* Work to do: Reproduce, word for word, the section of the pipe smoothing apparatus text that begins at the words "Inner reduction roller 21 may" and stops after "reduction roller 21.".

* Source:

--------------------

Inner reduction roller 21 may have the same construction as that of the first embodiment.
[0025] A third embodiment of the smoothing apparatus according to the present invention
will be described with reference to Figures. 3 and 4. The apparatus of this embodiment
can control the up and down movement of inner reduction roller 21.
[0026] Support device 23 consists of a frame portion 25 for supporting bearing 24, and a
rod 26 portion extending toward open pipe 1 which are connected by a joint 27. Anchor
43 fitted near the tail end of rod portion 26 is passed through a slit in open pipe
1 to be affixed outside of the open pipe 1, whereby support device 23 is held at a
predetermined position in open pipe 1. The position is such that inner reduction roller
21 and outer reduction roller 11 can be located on opposite sides of the thick walled
portion 6.
[0027] On the other hand, bearing 24 is connected to the connecting rod 41 through a link
mechanism 29. Link mechanism 29 includes a link arm 30 supported by frame portion
25 so as to be axially slidable in the pipe, and a link lever 31 for linking link
arm 30 and bearing 24 through movable pins 33 on both ends thereof. The length of
link lever 31 is designed and both of movable pins 33 are placed so that the displacement
of link arm 30 in the pipe axial direction is converted into a radial displacement
of bearing 24 toward outer reduction roller 11. Bearing 24 is connected to the tip
of connecting rod 41 at the tail end of link arm 30.
[0028] Connecting rod 41 is passed through rod portion 26 to be connected to a rolling force
generator 44 at its tail end. Although the invention may use other conventional force
generators, rolling force generator 44 is preferably a hydraulic cylinder affixed
outside of the pipe. An L-shaped lever 46 secured at its center portion by a fixed
pin 48 may be provided at a position between a cylinder rod 45 and the tail end of
connecting rod 41 where it passes through the slit portion of open pipe 1. Then, one
end of L-shaped lever 46 may be secured to cylinder rod 45 by movable pin 49 and the
other end is secured to the tail end of the connecting rod 41 by further movable pins
49 through an auxiliary arm 47.
[0029] Rolling force generator 44 may also be an electric motor, an air cylinder, etc. In
the case of the electric motor, a convertor for converting rotational action of the
rotary shaft of the motor into reciprocating action is additionally required. Such
a convertor may be easily constructed by the use of a known mechanical component,
such as a crank.

--------------------

* Data rows:
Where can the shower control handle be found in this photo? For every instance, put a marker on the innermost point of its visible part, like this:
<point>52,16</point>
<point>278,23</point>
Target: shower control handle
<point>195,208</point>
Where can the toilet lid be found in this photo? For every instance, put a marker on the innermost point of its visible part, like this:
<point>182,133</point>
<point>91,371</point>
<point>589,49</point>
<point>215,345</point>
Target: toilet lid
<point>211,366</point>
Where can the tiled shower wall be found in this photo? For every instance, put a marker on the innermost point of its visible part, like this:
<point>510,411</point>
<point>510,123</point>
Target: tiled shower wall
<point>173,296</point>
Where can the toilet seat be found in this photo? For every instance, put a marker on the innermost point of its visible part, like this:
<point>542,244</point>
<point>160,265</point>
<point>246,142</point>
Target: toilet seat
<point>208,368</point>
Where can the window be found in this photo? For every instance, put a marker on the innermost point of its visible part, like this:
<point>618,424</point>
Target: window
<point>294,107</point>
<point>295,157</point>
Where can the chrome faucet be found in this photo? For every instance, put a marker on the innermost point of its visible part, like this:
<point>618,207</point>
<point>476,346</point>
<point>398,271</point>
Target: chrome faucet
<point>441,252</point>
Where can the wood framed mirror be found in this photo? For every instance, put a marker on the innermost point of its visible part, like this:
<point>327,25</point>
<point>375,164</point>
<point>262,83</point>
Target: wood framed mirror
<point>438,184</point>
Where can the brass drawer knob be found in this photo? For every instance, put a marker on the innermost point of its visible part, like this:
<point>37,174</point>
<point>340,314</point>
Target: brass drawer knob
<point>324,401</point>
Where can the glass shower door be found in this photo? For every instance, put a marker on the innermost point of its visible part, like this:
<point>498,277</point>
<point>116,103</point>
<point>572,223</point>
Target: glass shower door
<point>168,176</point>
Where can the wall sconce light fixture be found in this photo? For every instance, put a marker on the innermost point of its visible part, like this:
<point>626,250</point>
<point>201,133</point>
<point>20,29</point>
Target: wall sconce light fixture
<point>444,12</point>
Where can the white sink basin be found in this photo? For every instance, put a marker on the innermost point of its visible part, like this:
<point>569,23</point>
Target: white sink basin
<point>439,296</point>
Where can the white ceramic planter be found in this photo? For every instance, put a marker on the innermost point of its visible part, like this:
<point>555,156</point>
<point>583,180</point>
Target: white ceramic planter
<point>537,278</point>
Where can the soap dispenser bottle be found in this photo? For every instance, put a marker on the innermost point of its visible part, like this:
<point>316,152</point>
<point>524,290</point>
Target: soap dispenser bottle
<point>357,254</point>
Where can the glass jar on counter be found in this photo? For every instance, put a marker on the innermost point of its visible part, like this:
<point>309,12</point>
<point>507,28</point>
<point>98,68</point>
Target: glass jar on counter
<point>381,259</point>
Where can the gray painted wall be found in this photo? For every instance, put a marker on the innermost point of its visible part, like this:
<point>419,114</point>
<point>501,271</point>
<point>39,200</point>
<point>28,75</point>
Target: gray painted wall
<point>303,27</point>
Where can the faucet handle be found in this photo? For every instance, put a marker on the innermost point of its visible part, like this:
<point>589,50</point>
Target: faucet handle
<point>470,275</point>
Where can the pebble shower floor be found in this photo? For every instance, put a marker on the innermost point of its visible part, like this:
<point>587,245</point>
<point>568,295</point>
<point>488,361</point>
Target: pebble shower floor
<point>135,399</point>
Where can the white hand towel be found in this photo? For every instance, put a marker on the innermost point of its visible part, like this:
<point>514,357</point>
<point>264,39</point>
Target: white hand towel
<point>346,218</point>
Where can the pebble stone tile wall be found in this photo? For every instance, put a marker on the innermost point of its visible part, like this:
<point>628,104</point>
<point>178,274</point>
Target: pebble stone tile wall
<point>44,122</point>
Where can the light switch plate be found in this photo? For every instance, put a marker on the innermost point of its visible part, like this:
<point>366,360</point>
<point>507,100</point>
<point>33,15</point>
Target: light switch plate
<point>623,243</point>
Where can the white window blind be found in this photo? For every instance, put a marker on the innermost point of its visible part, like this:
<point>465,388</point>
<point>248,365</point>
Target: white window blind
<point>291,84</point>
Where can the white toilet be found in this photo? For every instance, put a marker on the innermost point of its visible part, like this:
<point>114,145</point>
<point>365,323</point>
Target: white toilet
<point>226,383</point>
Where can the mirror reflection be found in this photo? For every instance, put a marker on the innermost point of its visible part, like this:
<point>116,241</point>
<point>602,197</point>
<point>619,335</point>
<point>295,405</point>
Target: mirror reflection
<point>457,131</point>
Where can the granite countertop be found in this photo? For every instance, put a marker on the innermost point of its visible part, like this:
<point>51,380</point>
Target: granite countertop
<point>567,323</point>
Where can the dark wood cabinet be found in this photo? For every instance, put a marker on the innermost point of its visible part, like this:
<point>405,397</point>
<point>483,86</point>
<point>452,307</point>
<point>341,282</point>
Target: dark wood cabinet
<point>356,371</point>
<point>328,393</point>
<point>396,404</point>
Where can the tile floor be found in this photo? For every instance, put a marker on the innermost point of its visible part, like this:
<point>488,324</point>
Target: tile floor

--------------------

* Solution for this problem:
Inner reduction roller 21 may have the same construction as that of the first embodiment.
[0025] A third embodiment of the smoothing apparatus according to the present invention
will be described with reference to Figures. 3 and 4. The apparatus of this embodiment
can control the up and down movement of inner reduction roller 21.